*Texte à lire*
La pauvreté, un défi mondial qui reste à relever

 

Martin Ravallion livre une fascinante lecture de l’histoire de la pauvreté, des techniques pour l’évaluer, des politiques menées pour la réduire.

L’économiste Martin Ravallion a exercé pendant un quart de siècle à la Banque mondiale, dont la mission est d’« oeuvrer pour un monde sans pauvreté ». Il y a contribué de façon décisive à la création des seuils de pauvreté internationaux. Le plus connu, sous le nom de « seuil à 1 dollar par jour », se situe maintenant à 1,9 dollar en parité de pouvoir d’achat. Autrement dit, est considérée comme pauvre une personne qui ne peut consommer plus que ce que quelqu’un peut acheter avec 1,9 dollar aux Etats-Unis. La communauté internationale fait de l’élimination de l’extrême pauvreté, à ce seuil, son premier objectif.

*Jeu de données*
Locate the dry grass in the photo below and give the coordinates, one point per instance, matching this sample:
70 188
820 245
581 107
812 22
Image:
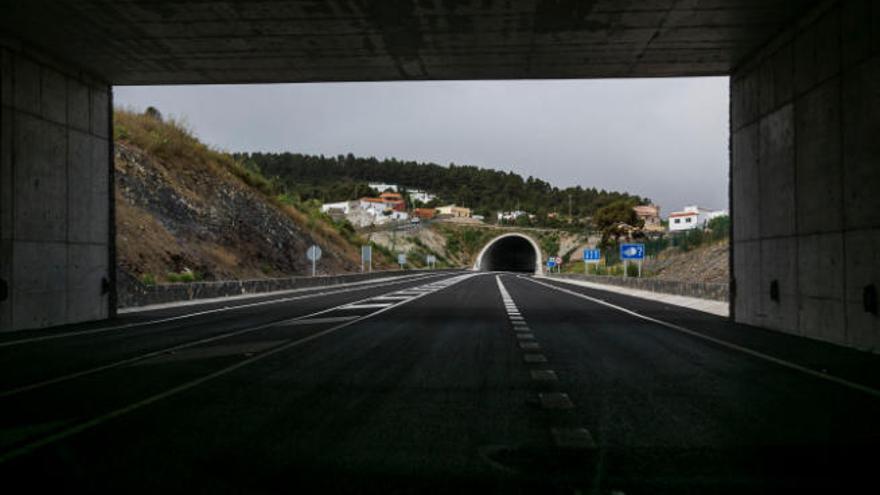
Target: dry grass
171 143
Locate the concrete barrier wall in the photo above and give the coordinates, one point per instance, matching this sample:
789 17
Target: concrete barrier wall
805 128
718 292
132 293
55 193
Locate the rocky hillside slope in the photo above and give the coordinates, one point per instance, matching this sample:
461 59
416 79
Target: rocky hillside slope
707 263
187 212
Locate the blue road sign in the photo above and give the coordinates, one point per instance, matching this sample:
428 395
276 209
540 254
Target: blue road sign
632 251
592 255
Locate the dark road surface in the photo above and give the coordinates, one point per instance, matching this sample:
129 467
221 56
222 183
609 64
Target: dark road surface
431 384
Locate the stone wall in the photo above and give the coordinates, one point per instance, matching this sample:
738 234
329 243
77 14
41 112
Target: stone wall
702 290
805 176
55 193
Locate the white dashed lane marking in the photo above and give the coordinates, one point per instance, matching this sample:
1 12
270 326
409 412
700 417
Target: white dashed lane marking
559 403
544 375
534 358
573 438
555 400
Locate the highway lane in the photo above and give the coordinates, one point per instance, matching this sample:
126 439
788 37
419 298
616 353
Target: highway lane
674 413
69 350
484 382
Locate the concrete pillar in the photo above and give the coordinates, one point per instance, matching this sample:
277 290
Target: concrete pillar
805 178
55 193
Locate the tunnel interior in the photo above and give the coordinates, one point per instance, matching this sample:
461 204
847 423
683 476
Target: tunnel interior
511 254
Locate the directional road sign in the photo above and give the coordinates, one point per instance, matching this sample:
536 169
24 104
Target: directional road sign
592 255
367 257
632 251
313 253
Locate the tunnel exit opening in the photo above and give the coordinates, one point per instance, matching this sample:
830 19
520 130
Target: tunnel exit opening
510 253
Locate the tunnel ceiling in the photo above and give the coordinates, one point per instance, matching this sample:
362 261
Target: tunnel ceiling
206 41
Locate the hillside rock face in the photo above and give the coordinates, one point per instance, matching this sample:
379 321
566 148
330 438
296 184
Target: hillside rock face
198 216
704 264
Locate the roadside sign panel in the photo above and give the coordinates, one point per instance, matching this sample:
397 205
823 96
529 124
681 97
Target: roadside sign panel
592 255
632 251
367 257
313 253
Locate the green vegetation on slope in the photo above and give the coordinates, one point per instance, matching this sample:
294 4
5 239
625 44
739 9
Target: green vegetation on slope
186 212
486 191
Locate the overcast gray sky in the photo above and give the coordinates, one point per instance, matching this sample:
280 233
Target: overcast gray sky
661 138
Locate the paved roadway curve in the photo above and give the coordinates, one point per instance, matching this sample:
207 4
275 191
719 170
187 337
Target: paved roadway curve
434 383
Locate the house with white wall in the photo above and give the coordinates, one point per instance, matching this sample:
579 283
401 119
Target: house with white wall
692 217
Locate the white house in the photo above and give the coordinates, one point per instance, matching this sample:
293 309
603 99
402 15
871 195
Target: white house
421 196
342 206
510 215
692 217
383 187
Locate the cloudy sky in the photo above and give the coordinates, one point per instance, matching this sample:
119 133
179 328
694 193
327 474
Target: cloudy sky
661 138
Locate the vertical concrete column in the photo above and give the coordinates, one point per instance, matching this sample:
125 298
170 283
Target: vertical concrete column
805 175
55 235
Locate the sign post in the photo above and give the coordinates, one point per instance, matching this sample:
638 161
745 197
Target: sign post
635 252
591 256
367 257
551 262
314 254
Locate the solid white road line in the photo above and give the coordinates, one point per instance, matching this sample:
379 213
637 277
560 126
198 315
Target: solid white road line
723 343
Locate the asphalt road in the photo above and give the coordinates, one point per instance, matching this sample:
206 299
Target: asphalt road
432 384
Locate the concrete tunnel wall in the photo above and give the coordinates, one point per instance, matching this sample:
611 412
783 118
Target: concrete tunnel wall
513 252
56 258
805 178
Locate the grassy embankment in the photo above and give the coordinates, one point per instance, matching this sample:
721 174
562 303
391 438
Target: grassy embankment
172 142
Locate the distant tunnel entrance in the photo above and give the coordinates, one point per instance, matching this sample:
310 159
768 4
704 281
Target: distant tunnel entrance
512 253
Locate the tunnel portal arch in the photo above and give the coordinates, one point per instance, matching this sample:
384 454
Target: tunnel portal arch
510 252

*Consignes*
(a) Dans le texte sur la pauvreté, à quel montant se situe aujourd'hui le seuil de pauvreté international le plus connu ?
(b) D'après le texte sur la pauvreté, expliquez ce que signifie concrètement le seuil de 1,9 dollar en parité de pouvoir d'achat.
(c) Poursuivez le texte sur la pauvreté après sa dernière phrase.

*Réponses*
(a) Il se situe à 1,9 dollar par jour en parité de pouvoir d'achat.

(b) Une personne est considérée comme pauvre si elle ne peut pas consommer plus que ce que quelqu'un peut acheter avec 1,9 dollar aux États-Unis. La communauté internationale a pour premier objectif d'éliminer l'extrême pauvreté définie à ce seuil.

(c)
Dans son dernier livre, publié en début d’année aux Etats-Unis, Martin Ravallion rappelle que les progrès sont spectaculaires. Si environ 1 milliard d’individus vivent aujourd’hui dans cette extrême pauvreté, on estime, rétrospectivement, qu’à peu près le même nombre de personnes étaient dans cette situation il y a deux siècles. La proportion, par rapport à la population mondiale, est ainsi passée de plus de 80 % à moins de 20 %. Les succès contre la pauvreté absolue, nourris récemment par la dynamique économique asiatique, contrastent avec l’augmentation de la pauvreté relative (celle-ci étant fonction de l’évolution des niveaux de vie). En gros, la pauvreté globale s’effondre, mais les inégalités nationales augmentent.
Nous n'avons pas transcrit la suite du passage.